抜粋 —
クラリネットのフレーズをオーボエとフルートが引き継ぎ、
ティンパニのトレモロが真夜中を告げると
夜行性の小動物のように、暗闇のあちこちで管楽器が動き出す。

月の光が地上を照らす中、ソロ・ヴァイオリンが密やかにAメロを歌う。
ピチカートでミステリアスな情景を添えていた弦パートが裏にまわり、
入江に寄せるさざ波のように一定のリズムを刻んで徐々に響きを高めると
ソロ・ヴァイオリンの旋律が満ち潮のように緩やかに上昇しながら高揚する。
やがて訪れるピークを挟んで旋律は下降に転じ、
ゆっくりと弛緩しながら振り出しに戻り、
そこでひとつのループが完結する。
満ち足りた気持ちでAメロの余韻をなぞるヴァイオリン。
この昇降がもっと続けばいいのに。淡い期待が胸に浮かぶ。
ひたひたと打ち寄せる弦のさざ波が、ループの連続性を予感させる。

でもその期待を裏切って場面は一変する。
厚い雲が月を覆い隠し、世界が闇に包まれる。
出し抜けに短調のBメロが現れて、
弦パートのユニゾン→トランペット→オケのトゥッティと、
次々に呼応しながら瞬く間に大きく渦巻いていく。
冷たく重い水がさざ波に流れ込んで混じり合う。
各パートは主張したかと思うとすぐに引っこんで、フロントがくるくる替わるから
フレーズが乱立してどれがBメロの旋律なのかわからない。
変化が一度に起こるせいで、
ただ漠然と聴いているだけでは回線がショートしてパニックに陥りそうになる場面だ。
でも急激な展開をあわてて追いかけても道に迷うだけ。
たしか第1楽章にもこんな場面があった。
庄司さんの演奏で、同じようにして出口のない森を彷徨ったのを覚えている。
急展開は見せかけだ。背後でシベリウスはひっそりと聴き手に謎を問いかけている。
そう思って辛抱づよく音楽に耳を澄ませていると
やがてそこに微かではあるが一貫した流れがあることがわかる。
さらにじっと耳を澄ませると、
短調のフレーズは
元をたどれば楽章の冒頭のクラリネットの二重奏に辿り着き、
突然の転調は、もともと曲が内包していた音符の噴出に過ぎないことに思い至る。
AメロもBメロも根っこは一緒。光も闇も同じひとつの心から生まれている。
聴き手は時間の経過とともに、その表と裏を見ているのだ。

オケのトゥッティの嵐が止み、静寂の中でソロ・ヴァイオリンが歌う短調のアリア。
シベリウスはここでせめぎあうふたつの心を重音に託して息詰まる場面を作り出す。
アリアは冒頭から二声に引き裂かれている。

記録一覧 —
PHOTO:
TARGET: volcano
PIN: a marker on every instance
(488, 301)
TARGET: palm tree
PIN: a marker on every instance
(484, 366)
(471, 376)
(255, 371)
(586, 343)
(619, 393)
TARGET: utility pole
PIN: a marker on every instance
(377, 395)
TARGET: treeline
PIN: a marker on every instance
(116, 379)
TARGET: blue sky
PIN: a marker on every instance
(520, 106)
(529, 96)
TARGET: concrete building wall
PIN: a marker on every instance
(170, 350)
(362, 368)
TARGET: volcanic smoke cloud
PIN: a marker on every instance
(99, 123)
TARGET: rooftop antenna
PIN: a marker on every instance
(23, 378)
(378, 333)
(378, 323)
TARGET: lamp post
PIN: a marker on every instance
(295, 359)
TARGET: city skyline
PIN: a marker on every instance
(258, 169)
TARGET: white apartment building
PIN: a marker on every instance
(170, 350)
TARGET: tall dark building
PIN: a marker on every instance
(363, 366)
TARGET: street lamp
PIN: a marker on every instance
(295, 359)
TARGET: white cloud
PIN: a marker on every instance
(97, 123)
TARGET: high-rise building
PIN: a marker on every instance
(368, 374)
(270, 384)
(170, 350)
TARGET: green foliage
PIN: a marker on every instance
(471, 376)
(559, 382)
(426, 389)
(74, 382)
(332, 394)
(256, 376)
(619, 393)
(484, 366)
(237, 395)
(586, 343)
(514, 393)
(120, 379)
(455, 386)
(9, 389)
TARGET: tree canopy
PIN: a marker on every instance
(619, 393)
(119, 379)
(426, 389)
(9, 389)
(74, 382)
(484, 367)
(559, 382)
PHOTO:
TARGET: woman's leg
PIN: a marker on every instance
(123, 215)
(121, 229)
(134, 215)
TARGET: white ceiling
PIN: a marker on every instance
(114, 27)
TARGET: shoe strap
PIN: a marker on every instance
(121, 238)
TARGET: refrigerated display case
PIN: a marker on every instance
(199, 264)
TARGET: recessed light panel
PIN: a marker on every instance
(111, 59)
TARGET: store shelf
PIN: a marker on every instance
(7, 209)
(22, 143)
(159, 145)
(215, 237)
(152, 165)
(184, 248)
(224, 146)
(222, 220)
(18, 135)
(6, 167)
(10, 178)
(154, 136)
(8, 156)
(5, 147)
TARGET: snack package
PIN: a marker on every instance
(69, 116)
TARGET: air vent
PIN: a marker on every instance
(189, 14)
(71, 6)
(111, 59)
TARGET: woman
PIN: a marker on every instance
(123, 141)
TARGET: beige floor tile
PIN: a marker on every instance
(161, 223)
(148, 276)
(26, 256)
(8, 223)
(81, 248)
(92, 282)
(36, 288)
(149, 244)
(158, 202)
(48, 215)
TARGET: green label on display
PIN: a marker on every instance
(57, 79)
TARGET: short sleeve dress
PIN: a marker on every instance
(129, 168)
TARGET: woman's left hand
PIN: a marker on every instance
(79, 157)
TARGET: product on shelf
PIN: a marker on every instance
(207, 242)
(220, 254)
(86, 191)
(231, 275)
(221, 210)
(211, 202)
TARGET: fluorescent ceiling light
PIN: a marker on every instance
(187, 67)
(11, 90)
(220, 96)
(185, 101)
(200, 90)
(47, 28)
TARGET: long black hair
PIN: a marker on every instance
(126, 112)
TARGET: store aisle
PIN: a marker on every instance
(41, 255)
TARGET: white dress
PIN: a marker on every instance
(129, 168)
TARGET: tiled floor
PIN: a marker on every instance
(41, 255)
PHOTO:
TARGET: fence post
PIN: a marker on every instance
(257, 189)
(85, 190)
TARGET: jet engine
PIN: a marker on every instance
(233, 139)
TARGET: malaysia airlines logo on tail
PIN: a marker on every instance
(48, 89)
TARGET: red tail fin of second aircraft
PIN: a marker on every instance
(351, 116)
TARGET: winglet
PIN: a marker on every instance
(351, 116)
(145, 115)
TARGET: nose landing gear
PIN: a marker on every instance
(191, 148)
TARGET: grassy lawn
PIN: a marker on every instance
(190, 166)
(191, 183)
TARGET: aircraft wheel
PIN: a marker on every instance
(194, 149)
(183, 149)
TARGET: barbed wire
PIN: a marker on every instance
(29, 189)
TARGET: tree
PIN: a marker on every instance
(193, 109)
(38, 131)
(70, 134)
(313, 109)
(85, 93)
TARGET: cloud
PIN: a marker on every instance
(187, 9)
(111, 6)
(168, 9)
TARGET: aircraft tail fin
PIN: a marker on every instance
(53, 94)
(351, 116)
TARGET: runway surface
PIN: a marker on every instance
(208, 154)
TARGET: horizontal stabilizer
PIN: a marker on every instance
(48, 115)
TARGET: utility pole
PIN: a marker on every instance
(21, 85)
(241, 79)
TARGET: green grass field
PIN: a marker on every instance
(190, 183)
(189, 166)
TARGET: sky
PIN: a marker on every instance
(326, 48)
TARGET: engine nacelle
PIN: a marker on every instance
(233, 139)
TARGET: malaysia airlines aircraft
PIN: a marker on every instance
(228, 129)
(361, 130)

課題 —
抜粋の「厚い雲が月を覆い隠し、世界が闇に包まれる。」から「たしか第1楽章にもこんな場面があった。」まで（両端を含む）を、「Bメロ」を「第二主題」に更新したうえで示してください。

解答 —
厚い雲が月を覆い隠し、世界が闇に包まれる。
出し抜けに短調の第二主題が現れて、
弦パートのユニゾン→トランペット→オケのトゥッティと、
次々に呼応しながら瞬く間に大きく渦巻いていく。
冷たく重い水がさざ波に流れ込んで混じり合う。
各パートは主張したかと思うとすぐに引っこんで、フロントがくるくる替わるから
フレーズが乱立してどれが第二主題の旋律なのかわからない。
変化が一度に起こるせいで、
ただ漠然と聴いているだけでは回線がショートしてパニックに陥りそうになる場面だ。
でも急激な展開をあわてて追いかけても道に迷うだけ。
たしか第1楽章にもこんな場面があった。